Required action:
The result should be an exact copy of the lines from the one with "Target: shoe laces" through the last line of the data below, both included.

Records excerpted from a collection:
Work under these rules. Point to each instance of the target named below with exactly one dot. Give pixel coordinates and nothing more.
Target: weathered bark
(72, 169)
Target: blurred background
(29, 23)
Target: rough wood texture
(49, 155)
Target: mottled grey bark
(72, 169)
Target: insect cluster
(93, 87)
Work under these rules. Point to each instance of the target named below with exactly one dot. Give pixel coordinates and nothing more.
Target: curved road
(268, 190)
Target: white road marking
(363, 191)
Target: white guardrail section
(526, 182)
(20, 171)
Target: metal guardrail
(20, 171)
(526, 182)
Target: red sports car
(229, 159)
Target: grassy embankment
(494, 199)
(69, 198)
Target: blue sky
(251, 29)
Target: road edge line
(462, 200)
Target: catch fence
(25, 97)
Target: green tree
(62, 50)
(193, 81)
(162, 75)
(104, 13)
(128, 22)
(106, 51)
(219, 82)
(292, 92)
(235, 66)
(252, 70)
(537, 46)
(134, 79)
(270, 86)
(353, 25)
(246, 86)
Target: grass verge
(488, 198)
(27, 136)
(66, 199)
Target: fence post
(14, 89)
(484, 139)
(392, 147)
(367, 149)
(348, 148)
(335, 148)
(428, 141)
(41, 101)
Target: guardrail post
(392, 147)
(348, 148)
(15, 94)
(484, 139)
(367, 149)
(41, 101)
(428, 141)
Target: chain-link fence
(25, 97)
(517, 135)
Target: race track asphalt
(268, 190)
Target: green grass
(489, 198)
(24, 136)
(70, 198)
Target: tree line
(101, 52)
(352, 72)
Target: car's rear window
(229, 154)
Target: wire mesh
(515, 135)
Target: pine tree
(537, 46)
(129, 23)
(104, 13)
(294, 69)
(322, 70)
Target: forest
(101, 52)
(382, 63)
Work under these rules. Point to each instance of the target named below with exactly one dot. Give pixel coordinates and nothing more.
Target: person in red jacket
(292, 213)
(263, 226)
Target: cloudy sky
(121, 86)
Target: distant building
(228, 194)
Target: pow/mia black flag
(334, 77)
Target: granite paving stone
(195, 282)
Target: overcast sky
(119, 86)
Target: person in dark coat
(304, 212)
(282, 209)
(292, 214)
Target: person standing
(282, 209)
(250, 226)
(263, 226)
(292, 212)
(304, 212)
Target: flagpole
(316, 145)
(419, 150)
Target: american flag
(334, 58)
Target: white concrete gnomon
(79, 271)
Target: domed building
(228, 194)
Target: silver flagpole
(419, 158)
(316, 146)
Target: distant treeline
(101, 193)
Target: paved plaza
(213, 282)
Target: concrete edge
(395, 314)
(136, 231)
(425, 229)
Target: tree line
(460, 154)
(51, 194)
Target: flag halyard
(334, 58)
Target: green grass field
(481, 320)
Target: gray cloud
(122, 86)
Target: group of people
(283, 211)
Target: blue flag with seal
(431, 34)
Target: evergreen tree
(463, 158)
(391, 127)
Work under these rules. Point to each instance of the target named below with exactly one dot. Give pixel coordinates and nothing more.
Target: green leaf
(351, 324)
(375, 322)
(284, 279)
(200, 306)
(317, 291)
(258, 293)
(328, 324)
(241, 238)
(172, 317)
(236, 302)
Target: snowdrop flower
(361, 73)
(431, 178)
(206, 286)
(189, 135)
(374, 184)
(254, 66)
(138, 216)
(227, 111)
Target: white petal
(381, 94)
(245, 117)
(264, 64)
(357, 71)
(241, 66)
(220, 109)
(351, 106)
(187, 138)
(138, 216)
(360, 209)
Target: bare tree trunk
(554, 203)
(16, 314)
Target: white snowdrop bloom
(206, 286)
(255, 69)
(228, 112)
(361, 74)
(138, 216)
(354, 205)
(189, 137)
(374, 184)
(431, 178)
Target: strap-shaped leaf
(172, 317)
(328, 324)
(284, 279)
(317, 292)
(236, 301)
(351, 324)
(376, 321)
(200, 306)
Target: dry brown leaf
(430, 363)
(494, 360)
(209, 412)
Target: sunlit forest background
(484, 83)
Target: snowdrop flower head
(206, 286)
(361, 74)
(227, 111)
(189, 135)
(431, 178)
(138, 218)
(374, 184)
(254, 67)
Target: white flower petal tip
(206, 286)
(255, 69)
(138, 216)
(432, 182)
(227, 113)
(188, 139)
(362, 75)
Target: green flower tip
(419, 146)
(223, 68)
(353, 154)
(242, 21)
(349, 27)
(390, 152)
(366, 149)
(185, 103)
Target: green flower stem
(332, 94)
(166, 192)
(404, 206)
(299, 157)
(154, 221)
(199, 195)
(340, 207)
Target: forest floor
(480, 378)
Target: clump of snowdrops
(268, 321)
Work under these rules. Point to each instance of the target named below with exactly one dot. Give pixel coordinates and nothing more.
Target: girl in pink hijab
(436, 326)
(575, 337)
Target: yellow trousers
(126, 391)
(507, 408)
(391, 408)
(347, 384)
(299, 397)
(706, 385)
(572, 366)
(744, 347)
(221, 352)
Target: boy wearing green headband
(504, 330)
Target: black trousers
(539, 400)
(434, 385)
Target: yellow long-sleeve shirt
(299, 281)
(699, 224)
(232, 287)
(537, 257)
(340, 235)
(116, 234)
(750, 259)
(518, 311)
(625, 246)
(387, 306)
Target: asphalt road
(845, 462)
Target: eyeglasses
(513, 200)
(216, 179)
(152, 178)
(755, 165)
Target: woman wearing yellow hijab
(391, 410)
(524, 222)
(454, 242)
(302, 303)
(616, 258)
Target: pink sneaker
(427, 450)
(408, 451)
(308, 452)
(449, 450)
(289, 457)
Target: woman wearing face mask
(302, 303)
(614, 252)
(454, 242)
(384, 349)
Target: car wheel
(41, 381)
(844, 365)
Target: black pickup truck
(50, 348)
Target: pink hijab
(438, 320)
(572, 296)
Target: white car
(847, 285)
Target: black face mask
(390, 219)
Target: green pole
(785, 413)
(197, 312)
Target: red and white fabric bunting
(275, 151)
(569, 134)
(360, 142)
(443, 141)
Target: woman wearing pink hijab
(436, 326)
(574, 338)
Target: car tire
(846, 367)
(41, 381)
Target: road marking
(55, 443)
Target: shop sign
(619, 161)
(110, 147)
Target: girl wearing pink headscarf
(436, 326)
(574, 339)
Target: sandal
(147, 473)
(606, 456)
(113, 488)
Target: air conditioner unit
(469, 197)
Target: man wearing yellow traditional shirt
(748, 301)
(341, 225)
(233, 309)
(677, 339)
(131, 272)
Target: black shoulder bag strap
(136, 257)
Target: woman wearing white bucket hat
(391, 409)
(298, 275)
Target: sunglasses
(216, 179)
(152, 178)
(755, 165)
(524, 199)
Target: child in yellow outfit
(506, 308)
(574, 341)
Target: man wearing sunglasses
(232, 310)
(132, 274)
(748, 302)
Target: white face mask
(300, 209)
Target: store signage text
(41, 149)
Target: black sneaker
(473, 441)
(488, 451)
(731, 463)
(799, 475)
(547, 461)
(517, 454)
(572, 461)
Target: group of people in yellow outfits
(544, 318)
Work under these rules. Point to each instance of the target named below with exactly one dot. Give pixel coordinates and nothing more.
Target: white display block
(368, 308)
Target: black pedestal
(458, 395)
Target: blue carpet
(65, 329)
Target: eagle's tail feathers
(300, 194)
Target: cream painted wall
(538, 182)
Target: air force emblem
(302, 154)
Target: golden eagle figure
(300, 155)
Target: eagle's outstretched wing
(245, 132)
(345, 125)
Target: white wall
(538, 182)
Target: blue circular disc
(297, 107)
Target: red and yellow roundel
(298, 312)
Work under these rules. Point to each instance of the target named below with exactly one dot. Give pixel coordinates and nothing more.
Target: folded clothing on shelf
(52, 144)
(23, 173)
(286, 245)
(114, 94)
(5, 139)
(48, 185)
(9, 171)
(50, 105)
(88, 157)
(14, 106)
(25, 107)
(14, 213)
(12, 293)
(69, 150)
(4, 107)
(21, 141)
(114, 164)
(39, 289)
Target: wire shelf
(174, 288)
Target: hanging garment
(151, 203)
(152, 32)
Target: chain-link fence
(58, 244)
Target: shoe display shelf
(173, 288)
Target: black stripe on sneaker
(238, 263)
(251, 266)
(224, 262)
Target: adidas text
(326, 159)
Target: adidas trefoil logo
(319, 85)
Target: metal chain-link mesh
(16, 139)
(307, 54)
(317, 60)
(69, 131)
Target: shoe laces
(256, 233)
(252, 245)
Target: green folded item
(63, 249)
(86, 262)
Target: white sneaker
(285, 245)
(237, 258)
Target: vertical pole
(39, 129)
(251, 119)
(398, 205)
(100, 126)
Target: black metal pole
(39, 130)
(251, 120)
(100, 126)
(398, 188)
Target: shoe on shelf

Task answer:
Target: shoe laces
(256, 233)
(252, 245)
Target: green folded item
(63, 249)
(86, 262)
Target: white sneaker
(285, 245)
(237, 258)
Target: vertical pole
(39, 129)
(251, 119)
(398, 205)
(100, 126)
Target: black metal pole
(39, 130)
(251, 120)
(100, 126)
(398, 188)
Target: shoe on shelf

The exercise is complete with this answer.